• **課題一覧**
1) 本文で開発された高出力励起光源のトータル光出力はいくらですか？
2) 本文の「高出力励起光源(HPU)の開発と広帯域ラマン増幅器への応用」から「1990年代の始め,エルビウム添加ファイバ増幅器(EDFA)」までの箇所を、一字一句変えずに書き写してください。
3) 本文の「1405 nmから1510 nmにわたる」で始まる段落を、主な事実を残したまま箇条書きにまとめてください。

━━━ 本文 ━━━

高出力励起光源(HPU)の開発と広帯域ラマン増幅器への応用
[概 要]
1405 nmから1510 nmにわたる12波長の励起用レーザダイオードにファイバ・ブラッグ・グレーティングを接続し,発振波長を狭窄化・安定化したのちに,石英系ガラス集積回路技術によって作製されたマッハツェンダ干渉計型波長合波器を用いて合波することによってトータル光出力2.2 Wとなる高出力励起光源を開発した。開発した励起ユニットを用いて,三種類の伝送路用ファイバ(SMF25 km,DSF25 km,RDF20 km)をラマン増幅用媒体として使用したラマン増幅実験を行い,SMFでは平均利得2 dB,DSFおよびRDFでは平均利得6.5 dBにおいて1520 nmから1620 nmの波長帯域で利得偏差±0.5 dBとなる超広帯域増幅特性を実現した。
1. はじめに
1990年代の始め,エルビウム添加ファイバ増幅器(EDFA)

━━━ データ ━━━

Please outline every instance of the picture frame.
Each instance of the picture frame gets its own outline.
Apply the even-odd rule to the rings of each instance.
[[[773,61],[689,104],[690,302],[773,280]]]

━━━

• **課題の解答**
1) 2.2 Wです。

2)
高出力励起光源(HPU)の開発と広帯域ラマン増幅器への応用
[概 要]
1405 nmから1510 nmにわたる12波長の励起用レーザダイオードにファイバ・ブラッグ・グレーティングを接続し,発振波長を狭窄化・安定化したのちに,石英系ガラス集積回路技術によって作製されたマッハツェンダ干渉計型波長合波器を用いて合波することによってトータル光出力2.2 Wとなる高出力励起光源を開発した。開発した励起ユニットを用いて,三種類の伝送路用ファイバ(SMF25 km,DSF25 km,RDF20 km)をラマン増幅用媒体として使用したラマン増幅実験を行い,SMFでは平均利得2 dB,DSFおよびRDFでは平均利得6.5 dBにおいて1520 nmから1620 nmの波長帯域で利得偏差±0.5 dBとなる超広帯域増幅特性を実現した。
1. はじめに
1990年代の始め,エルビウム添加ファイバ増幅器(EDFA)

3)
- 1405 nmから1510 nmにわたる12波長の励起用レーザダイオードにファイバ・ブラッグ・グレーティングを接続し、発振波長を狭窄化・安定化した
- 石英系ガラス集積回路技術で作製したマッハツェンダ干渉計型波長合波器で合波した
- トータル光出力2.2 Wの高出力励起光源を開発した
- この励起ユニットを使い、SMF 25 km、DSF 25 km、RDF 20 kmの3種類の伝送路用ファイバをラマン増幅用媒体とする増幅実験を行った
- 平均利得はSMFで2 dB、DSFおよびRDFで6.5 dBだった
- 1520 nmから1620 nmの波長帯域で利得偏差±0.5 dBの超広帯域増幅特性を実現した